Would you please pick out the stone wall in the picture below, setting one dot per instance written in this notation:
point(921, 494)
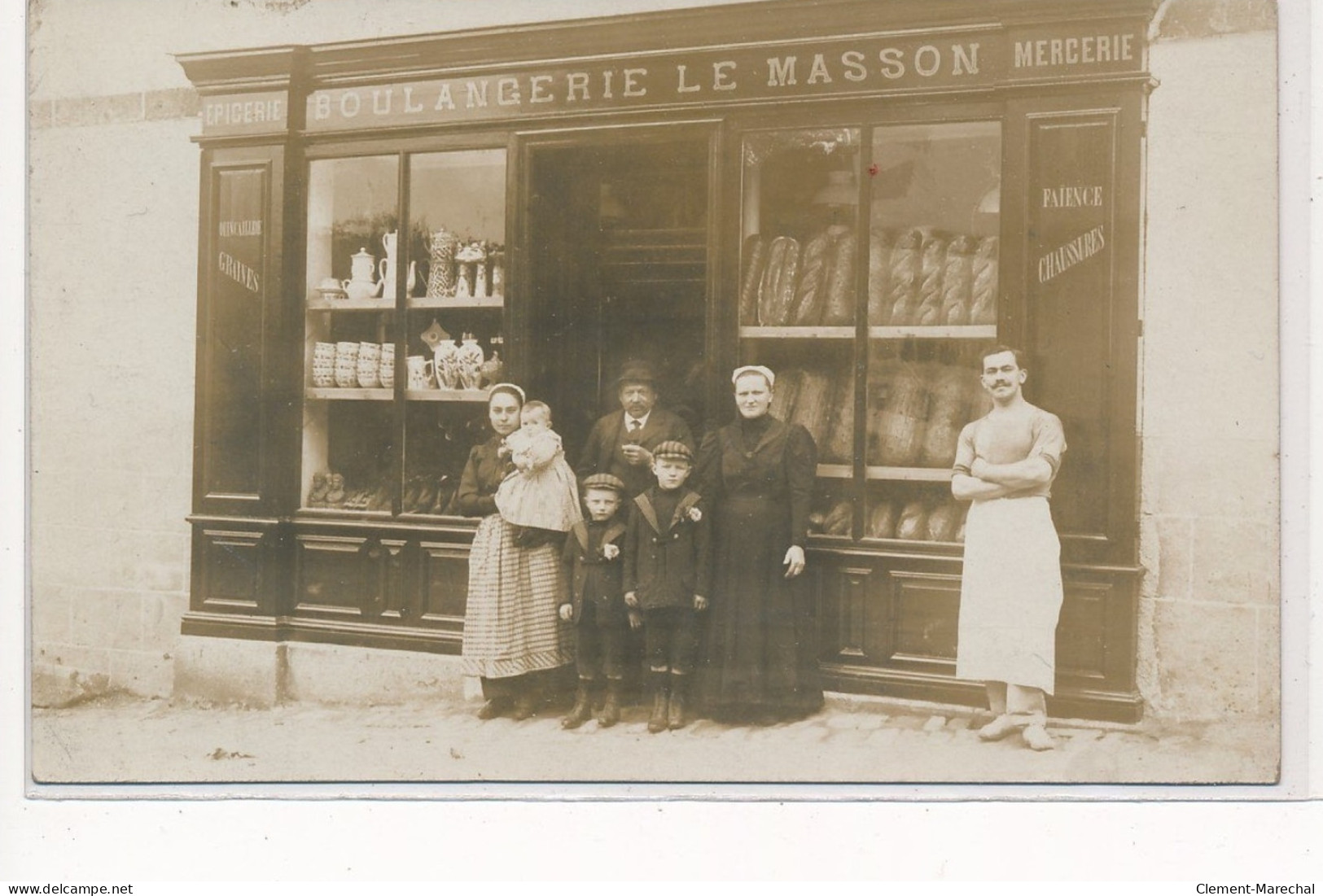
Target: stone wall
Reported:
point(112, 305)
point(1210, 622)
┄┄┄┄┄┄
What you have to do —
Transcribe every line of the listing above verbatim, omitting the pictures.

Full solution —
Would you please pick out the stone wall in the picture below, setting one dot per instance written in this notation:
point(921, 494)
Target: stone wall
Reported:
point(112, 305)
point(1210, 622)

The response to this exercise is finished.